WRITTEN INSTRUCTION 1:
In the passage on TGT, LLC v. Joseph Meli, what was the amount of the judgment the limited liability company sought to enforce?
WRITTEN INSTRUCTION 2:
Continue the passage on TGT, LLC v. Joseph Meli from its final sentence.

Alleged Fraud Scheme Leads to Judgment

In TGT, LLC v. Joseph Meli, a limited liability company brought a proceeding to enforce a $7,860,000 judgment against an individual and his business in connection with an alleged fraud scheme involving ticket sales to Broadway and live-music events. The company moved to compel the former attorneys for the individual to respond to the company’s judgment enforcement subpoena. A New York trial court granted the company’s motion to compel in part, directing the law firm to produce a disclosure statement of the individual’s assets, and to produce the law firm’s engagement letters and common interest agreements. Because the law firm had produced a privilege log with over 700 entries, many of which asserted the common interest privilege as to communications between the individual and his father, the court adjourned the motion for additional briefing on the common interest privilege.

The Assertion of the Common Interest Privilege

The law firm asserted that the common interest privilege applied to communications with the individual’s father because the father and son shared a common legal interest in reasonably anticipated litigation. Specifically, the law firm argued that the son, as owner of the assets at the time of the engagement, and the father, who was trustee of a trust and the son’s attorney-in-fact for the purposes of transferring assets held by third parties into the trust, shared a common legal interest because they “reasonably anticipated follow-on criminal-court litigations” that would enforce certain forfeiture orders and judgments. The law firm argued that that type of litigation would “necessarily bind” the father and son to “the same positions as they were both acting to fund the same trust.”

SUPPLIED DATA:
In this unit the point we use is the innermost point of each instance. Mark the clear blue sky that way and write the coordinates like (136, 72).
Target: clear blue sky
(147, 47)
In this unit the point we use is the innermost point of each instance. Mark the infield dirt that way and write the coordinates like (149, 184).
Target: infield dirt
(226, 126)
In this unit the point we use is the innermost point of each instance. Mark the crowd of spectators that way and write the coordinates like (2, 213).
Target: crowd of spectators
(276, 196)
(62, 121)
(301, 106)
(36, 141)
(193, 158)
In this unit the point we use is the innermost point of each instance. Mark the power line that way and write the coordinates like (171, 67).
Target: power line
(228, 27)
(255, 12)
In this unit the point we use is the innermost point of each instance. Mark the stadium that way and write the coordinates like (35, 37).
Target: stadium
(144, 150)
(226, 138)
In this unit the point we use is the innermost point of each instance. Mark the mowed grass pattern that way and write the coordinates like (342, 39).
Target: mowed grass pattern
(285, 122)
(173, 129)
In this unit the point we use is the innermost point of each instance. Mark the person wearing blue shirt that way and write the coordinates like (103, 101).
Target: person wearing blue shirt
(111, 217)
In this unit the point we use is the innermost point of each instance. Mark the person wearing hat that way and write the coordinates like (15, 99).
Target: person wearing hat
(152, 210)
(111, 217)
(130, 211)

---

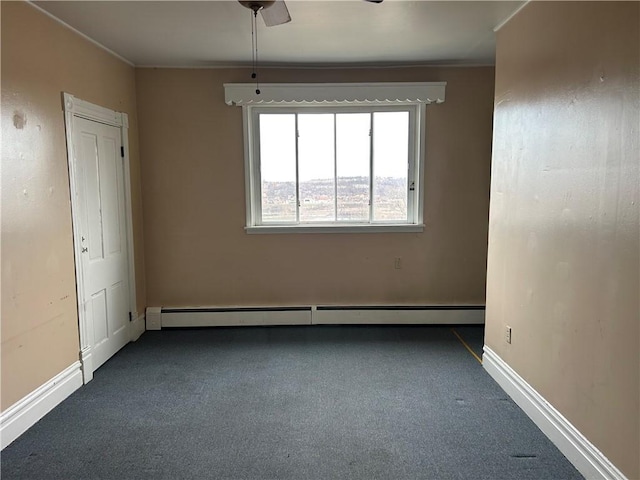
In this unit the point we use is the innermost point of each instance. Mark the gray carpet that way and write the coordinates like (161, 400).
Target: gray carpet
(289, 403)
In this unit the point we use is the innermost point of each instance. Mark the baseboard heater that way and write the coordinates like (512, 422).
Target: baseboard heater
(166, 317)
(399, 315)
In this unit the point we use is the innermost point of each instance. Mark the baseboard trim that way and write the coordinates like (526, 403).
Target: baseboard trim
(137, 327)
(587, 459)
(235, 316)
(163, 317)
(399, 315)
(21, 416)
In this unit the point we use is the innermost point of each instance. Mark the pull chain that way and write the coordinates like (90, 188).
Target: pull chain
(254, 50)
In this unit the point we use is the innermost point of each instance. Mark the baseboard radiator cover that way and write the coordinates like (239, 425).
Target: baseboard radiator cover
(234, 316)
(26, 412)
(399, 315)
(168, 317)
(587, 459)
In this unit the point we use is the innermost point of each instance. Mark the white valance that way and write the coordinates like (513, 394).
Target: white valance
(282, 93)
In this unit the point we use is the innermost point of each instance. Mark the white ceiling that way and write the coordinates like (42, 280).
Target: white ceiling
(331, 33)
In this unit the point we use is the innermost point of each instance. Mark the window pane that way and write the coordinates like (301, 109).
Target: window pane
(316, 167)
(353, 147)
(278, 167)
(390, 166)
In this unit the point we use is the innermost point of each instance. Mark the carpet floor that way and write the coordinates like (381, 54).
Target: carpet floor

* * *

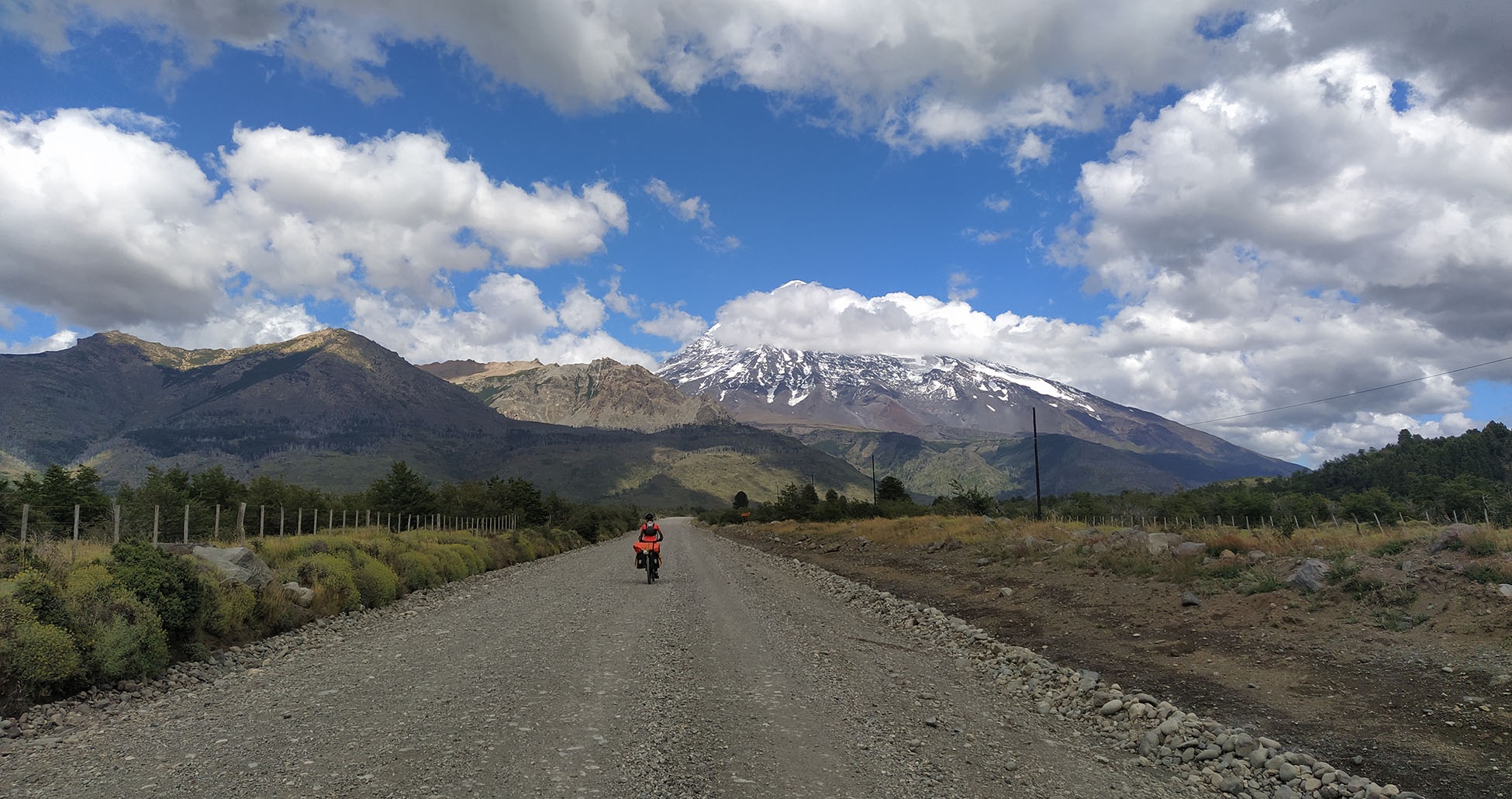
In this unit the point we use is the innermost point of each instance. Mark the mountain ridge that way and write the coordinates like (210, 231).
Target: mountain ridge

WRITTEN ANSWER 1:
$7,860,000

WRITTEN ANSWER 2:
“Common Problem” Not Enough

The court noted that generally, communications made in the presence of third parties are not privileged from disclosure because they are not deemed confidential. However, an exception may apply for those with a “common interest”; disclosure is privileged between co-defendants, co-plaintiffs, or persons who reasonably anticipate they will become co-litigants, because such disclosures are deemed necessary to mount a common claim or defense.

The court ultimately held that the law firm failed to meet its burden of establishing a common interest between the father and son because litigation was not reasonably anticipated merely because both men shared the same goal with respect to funding the trust, and where the criminal case against the son had concluded. The court explained that a “common problem”—as opposed to the need for a common defense—was not enough to trigger the protection.

Practical Advice on Privilege

“A good rule of thumb is to document a common interest privilege,” states Joseph V. Schaeffer, Pittsburgh, PA, Co-Chair of the Litigation Section’s Pretrial Practice & Discovery Committee. “You want to try and make sure you have your theory first and then communicate. You do not want to assert a privilege and then think about how to document that retroactively, which may have been the case here. When you involve a third party in litigation, you increase the risk of waiver, which is why you want to be careful and thoughtful as to whether the third party needs to be included in communications” adds Schaeffer.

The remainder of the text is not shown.